Trabajo por hacer:
1. Reescribe el pasaje del extracto sobre la sociedad distópica entre "Vivimos tan concentrados" y "en el mundo.", ambos incluidos, con "sociedad" cambiado por "época".
2. Según el extracto sobre la sociedad distópica, ¿qué expresión acuñó Jaron Lanier?

Extracto proporcionado:
========================

Vivimos tan concentrados en el presente
que casi no nos damos cuenta. Hemos aceptado con tal grado de asunción lo que
nos ha tocado vivir, que a menudo pasamos por alto lo que, de utopía negativa, tiene
nuestra sociedad. O mejor aún, lo que de realidad distópica hay en esta manera
nuestra de estar en el mundo.
Pensé en todo esto el otro día, después de leer la entrevista que Manuel Ángel Méndez le hizo en El Confidencial a la abogada, auditora de sistemas y consultora en ciberseguridad, Paloma Llaneza. El propio titular elegido no ofrecía dudas de por dónde iban a ir los tiros: “Borra WhatsApp, es lo más parecido a tener a alguien al lado leyendo lo que piensas”.
No se trata, por supuesto, de una voz en el desierto. El propio Jaron Lanier, que es una de las figuras más punteras en el campo de las modernas tecnologías, además de la persona que acuñó la acertada expresión de “realidad virtual”, viene desde hace años previniéndonos, sin que le hagamos caso, sobre las perversas maniobras de los imperios basados en redes sociales, que él prefiere llamar “imperios de modificación de la conducta”. Y al menos dos de sus libros, Contra el rebaño digital y Diez razones para borrar tus redes sociales, desarrollan por extenso el curioso fenómeno, solo vivido por nosotros a escala planetaria, según el cual, poco a poco, y casi sin darnos cuenta, vamos entregando voluntariamente nuestra libertad hasta convertirnos en “autómatas o muchedumbres aturdidas que ya no actúan como individuos”.
Puede parecer una exageración, pero no lo
es. Puede que parezca el argumento de una novela de ciencia ficción, pero es el
aquí y el ahora, nuestro día a día y este presente tan confuso que, aun con
tantas dificultades, aún creemos poder controlar.

========================

Bloque de datos:
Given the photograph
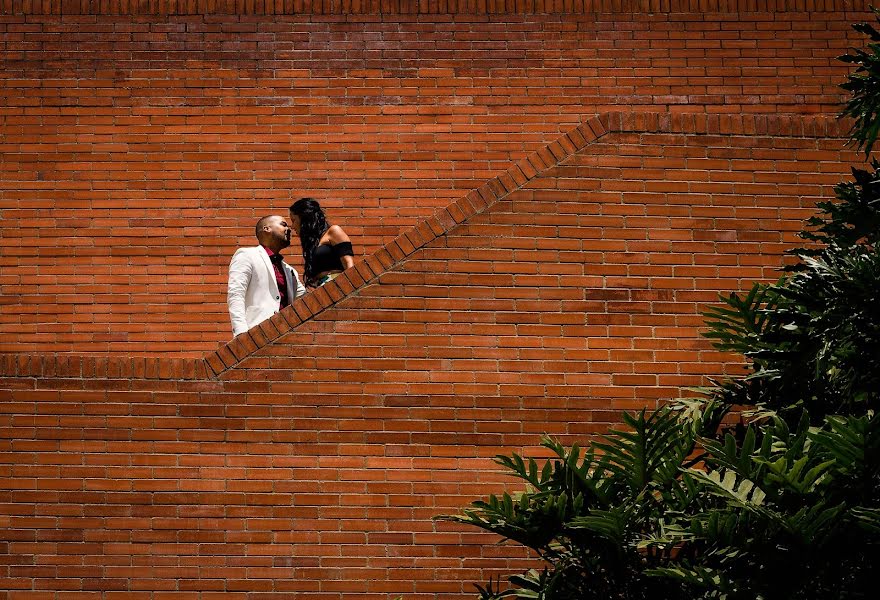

========================

Soluciones:
1.
Vivimos tan concentrados en el presente
que casi no nos damos cuenta. Hemos aceptado con tal grado de asunción lo que
nos ha tocado vivir, que a menudo pasamos por alto lo que, de utopía negativa, tiene
nuestra época. O mejor aún, lo que de realidad distópica hay en esta manera
nuestra de estar en el mundo.

2. La expresión "realidad virtual".